Task input Start Marker

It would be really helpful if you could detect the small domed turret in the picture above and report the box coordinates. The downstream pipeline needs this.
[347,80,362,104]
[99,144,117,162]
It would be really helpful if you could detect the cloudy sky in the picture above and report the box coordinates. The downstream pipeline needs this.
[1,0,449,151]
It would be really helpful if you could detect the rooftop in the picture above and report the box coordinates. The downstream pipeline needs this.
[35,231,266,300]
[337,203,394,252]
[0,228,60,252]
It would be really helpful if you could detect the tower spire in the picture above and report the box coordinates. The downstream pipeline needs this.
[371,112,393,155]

Task input End Marker

:: Exercise ::
Please quote the records above exactly, without skipping a line.

:: Answer space ::
It would be really helpful if you could detect the small domed turret in the picture above and report the box coordinates. The downstream pipeline needs this.
[347,80,362,104]
[99,144,117,162]
It would be really helpful if you could detect the cloudy sky in the picture above and report the box coordinates. The downstream pipeline needs this.
[1,0,449,151]
It would be really helpful if you could detect the rooftop in the picture above and report the box coordinates. The downstream pipeline needs this.
[35,231,266,300]
[337,203,394,252]
[0,228,60,252]
It would be really helpful if you could detect the tower spire in the picture above and report the box coordinates. The downstream pipeline needs this.
[371,112,393,155]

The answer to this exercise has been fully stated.